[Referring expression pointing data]
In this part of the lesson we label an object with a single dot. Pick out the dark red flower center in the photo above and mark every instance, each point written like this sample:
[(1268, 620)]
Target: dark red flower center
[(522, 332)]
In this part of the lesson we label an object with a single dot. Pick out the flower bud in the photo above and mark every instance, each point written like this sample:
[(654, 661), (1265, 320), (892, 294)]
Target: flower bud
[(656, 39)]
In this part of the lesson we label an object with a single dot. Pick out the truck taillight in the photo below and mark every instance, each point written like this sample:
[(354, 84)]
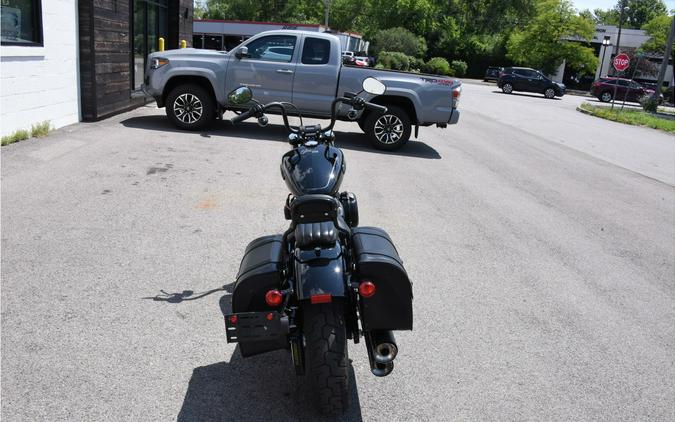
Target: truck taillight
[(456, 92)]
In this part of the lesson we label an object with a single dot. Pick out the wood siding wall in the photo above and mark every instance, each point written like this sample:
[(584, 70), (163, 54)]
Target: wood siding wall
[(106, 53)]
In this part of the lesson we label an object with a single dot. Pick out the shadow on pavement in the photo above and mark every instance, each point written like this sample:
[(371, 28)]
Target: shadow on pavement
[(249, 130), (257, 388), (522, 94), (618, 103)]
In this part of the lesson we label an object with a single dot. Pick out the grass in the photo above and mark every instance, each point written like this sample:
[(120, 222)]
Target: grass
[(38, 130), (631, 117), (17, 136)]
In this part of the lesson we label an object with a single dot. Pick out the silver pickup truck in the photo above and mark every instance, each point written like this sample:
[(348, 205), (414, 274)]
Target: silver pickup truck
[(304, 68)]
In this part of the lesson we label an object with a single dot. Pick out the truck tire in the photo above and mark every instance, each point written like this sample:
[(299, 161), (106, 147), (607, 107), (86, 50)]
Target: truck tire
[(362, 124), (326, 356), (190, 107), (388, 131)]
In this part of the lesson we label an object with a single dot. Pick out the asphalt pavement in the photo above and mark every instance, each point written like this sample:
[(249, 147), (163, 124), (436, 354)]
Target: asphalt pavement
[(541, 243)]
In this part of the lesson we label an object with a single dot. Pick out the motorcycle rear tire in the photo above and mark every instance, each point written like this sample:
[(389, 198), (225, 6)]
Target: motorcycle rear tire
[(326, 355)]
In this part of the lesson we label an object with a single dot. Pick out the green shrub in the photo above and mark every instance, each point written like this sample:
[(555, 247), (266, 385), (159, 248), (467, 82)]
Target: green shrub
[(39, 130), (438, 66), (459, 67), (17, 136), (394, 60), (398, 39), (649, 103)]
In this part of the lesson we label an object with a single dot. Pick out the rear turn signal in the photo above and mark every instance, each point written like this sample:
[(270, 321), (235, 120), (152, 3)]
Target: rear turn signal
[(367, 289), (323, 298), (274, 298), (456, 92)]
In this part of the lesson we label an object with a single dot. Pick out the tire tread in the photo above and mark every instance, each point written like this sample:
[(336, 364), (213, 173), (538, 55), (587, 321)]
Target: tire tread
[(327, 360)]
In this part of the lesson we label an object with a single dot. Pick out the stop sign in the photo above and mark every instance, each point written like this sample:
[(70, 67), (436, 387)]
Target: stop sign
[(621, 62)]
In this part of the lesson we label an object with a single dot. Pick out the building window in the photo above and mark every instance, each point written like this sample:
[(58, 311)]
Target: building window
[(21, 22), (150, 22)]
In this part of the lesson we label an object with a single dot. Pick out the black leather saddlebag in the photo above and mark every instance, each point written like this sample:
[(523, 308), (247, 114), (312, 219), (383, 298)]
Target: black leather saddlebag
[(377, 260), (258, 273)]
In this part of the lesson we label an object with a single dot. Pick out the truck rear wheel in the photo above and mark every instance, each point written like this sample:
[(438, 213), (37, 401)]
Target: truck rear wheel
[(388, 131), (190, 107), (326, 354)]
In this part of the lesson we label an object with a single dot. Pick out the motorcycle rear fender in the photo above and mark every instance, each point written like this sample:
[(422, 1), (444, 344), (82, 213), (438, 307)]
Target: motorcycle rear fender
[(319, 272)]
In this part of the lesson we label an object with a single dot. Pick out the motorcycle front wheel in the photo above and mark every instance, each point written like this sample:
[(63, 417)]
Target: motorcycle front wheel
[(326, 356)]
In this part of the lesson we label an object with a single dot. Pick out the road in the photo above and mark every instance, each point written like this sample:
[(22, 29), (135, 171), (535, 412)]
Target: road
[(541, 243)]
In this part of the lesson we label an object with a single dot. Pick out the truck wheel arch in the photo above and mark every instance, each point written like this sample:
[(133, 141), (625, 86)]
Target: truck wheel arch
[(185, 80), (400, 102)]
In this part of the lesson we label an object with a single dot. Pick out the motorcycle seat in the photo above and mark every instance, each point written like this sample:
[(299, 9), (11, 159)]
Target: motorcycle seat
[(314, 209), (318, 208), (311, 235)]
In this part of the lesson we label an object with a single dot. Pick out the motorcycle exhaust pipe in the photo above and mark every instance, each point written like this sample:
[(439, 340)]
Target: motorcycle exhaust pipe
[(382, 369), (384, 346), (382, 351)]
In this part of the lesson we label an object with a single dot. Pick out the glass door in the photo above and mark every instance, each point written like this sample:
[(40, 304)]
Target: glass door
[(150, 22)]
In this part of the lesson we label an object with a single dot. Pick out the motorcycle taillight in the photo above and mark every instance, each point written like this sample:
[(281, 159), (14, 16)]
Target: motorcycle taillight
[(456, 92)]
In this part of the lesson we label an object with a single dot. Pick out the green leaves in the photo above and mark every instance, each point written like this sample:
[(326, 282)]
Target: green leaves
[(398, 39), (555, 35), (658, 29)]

TASK:
Please print all the data above word for word. Pictures should not appear in the copy.

RESULT FOR THIS TASK:
In this part of the lesson we label an object with a single dot. Pick out the dark red flower center in the photo above and mark every instance, each point written like this sample:
[(1268, 620)]
Target: dark red flower center
[(522, 332)]
In this part of the lesson we label an object with a single dot. Pick out the flower bud in the photo above and mark every instance, each point written like this sample:
[(654, 661), (1265, 320), (892, 294)]
Target: flower bud
[(656, 39)]
In this part of the lesson we label an object with a single dot. Pick out the truck taillight in the photo below and mark every instance, each point written like this sample:
[(354, 84)]
Target: truck taillight
[(456, 92)]
In this part of the lesson we label an object with a single dot. Pick out the wood siding wall in the photo above and mark every instance, each point written like this sample:
[(584, 70), (163, 54)]
Target: wood siding wall
[(106, 53)]
In this part of the lesson we label an object with a single dot. Pick out the shadow on pavement in the photo above and mark every instance, each point written like this sample:
[(371, 28)]
Target: shadow on pavement
[(249, 130), (257, 388), (522, 94), (618, 103)]
In this part of the lesson we label an object with a single dot. Pick out the grass in the photo above and mark every instance, each point written like this sample:
[(120, 222)]
Target: grass
[(38, 130), (631, 117), (17, 136)]
In this part of the lesson we label an object with a single dot. Pick out the silver pickup truck in the photo above and mark every instance, each point written like this sample:
[(348, 205), (414, 274)]
Target: silver pickup truck
[(304, 68)]
In this part of the lesson we label an object with a single dot. Pick out the truck tire in the photo above and mark every instance, each point written like this sample:
[(299, 161), (106, 147), (607, 107), (86, 50)]
Target: truck tire
[(362, 124), (326, 356), (190, 107), (388, 131)]
In this part of the lesson we label an object with a single dot. Pick out the asphalt pavement in the photo above and mark every instance, each point written like this sample:
[(249, 147), (163, 124), (436, 354)]
Target: asphalt pavement
[(541, 243)]
In this part of the lesson we label an object with a single dot. Pick out the motorcycle rear tire in the photo above and mark every instance, each point written like this sample:
[(389, 198), (225, 6)]
Target: motorcycle rear tire
[(326, 355)]
In this part of the lesson we label an object with a single dot. Pick out the green shrub in the photo above and mark every instance, each point written like this sample:
[(555, 247), (266, 385), (159, 248), (467, 82)]
Target: green shrub
[(39, 130), (438, 66), (459, 67), (17, 136), (394, 60), (398, 39), (649, 103)]
In this part of the lesson we label an object with a single dot. Pick out the rear turn signal in the photo above and mark every instance, each point written like this sample:
[(270, 321), (235, 120), (152, 3)]
Target: rear turn signal
[(367, 289), (323, 298), (274, 298), (456, 92)]
In this part of the lesson we label an object with a single dot. Pick out the tire tread in the photo above and mark every instance, each point written like this sample:
[(336, 364), (213, 173), (538, 55), (587, 321)]
Target: tire tread
[(327, 360)]
In this part of the lesson we label an object with a single dot. Pick out the stop sign in the photo above and mark every instance, each point written like this sample:
[(70, 67), (436, 387)]
Target: stop sign
[(621, 62)]
In this part of the lesson we label an object with a single dot. Pick out the building window in the photo above and mark every instance, each point written like this sample:
[(58, 311)]
Target: building window
[(21, 22), (150, 22)]
In this part of the lesson we label an object with a single dot. Pick out the black leather saddlebag in the photo above and mark every instance, each point written like this sample:
[(523, 308), (247, 114), (312, 219), (383, 298)]
Target: black leather saddlebag
[(377, 260), (258, 273)]
In this part of the lesson we label an object with a single dot. Pick out the truck rear wheel in the photo above and mark every instance, each point written like this sample:
[(438, 213), (37, 401)]
Target: truck rear wheel
[(388, 131), (190, 107), (326, 354)]
In this part of the lesson we label an object with a single dot. Pick out the motorcycle rear fender in the photo above and mark every instance, each point written like this sample:
[(422, 1), (444, 344), (82, 213), (438, 307)]
Target: motorcycle rear fender
[(319, 272)]
In this part of the lesson we label an object with a single dot. Pick out the motorcycle front wheel in the photo above and mark every instance, each point written like this sample:
[(63, 417)]
Target: motorcycle front wheel
[(326, 356)]
In this part of the lesson we label an object with a single dot. Pick out the road in the photo above and mark every instance, each point written like this sample:
[(22, 29), (135, 171), (535, 412)]
Target: road
[(541, 243)]
In this part of the lesson we label an object with a single dot. Pick out the truck wheel arch in the photo above and mark every instance, each point written like this sample:
[(133, 141), (625, 86)]
Target: truck wheel arch
[(185, 80), (400, 102)]
In this part of the lesson we label an object with a single dot. Pick out the motorcycle seat in the photo above and mark every instance, each point written like this sample:
[(299, 9), (11, 159)]
Target: motorcycle seat
[(314, 209), (318, 208), (311, 235)]
In this part of the lesson we label an object with a single dot. Pick out the motorcycle exhaust pipe in the photo above and mark every instance, each point written like this sample:
[(439, 340)]
Target: motorcycle exhaust pipe
[(382, 369), (384, 346), (382, 351)]
In this part of the lesson we label an object with a single dot. Pick out the glass door in the photo above and mark every instance, each point written like this sample:
[(40, 304)]
Target: glass door
[(150, 22)]
In this part of the lesson we label an object with a single dot. Pick out the motorcycle taillight in the photo above and mark every instance, each point written like this sample:
[(281, 159), (14, 16)]
Target: motorcycle taillight
[(456, 92)]
In this part of the lesson we label an object with a single dot. Pick out the green leaves in the photo above and mark every instance, each point written like this sample:
[(326, 282)]
Target: green leaves
[(398, 39), (555, 35), (658, 29)]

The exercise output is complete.